## Begin Records supplied

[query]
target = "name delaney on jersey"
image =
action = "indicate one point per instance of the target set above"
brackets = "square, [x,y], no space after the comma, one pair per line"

## End Records supplied

Problem details >> Please repeat the lines above word for word, keeping every character and line break unchanged.

Result for this task >>
[query]
target = "name delaney on jersey"
image =
action = "indicate one point per instance of the target set above"
brackets = "square, [x,y], no space after the comma, one pair per line"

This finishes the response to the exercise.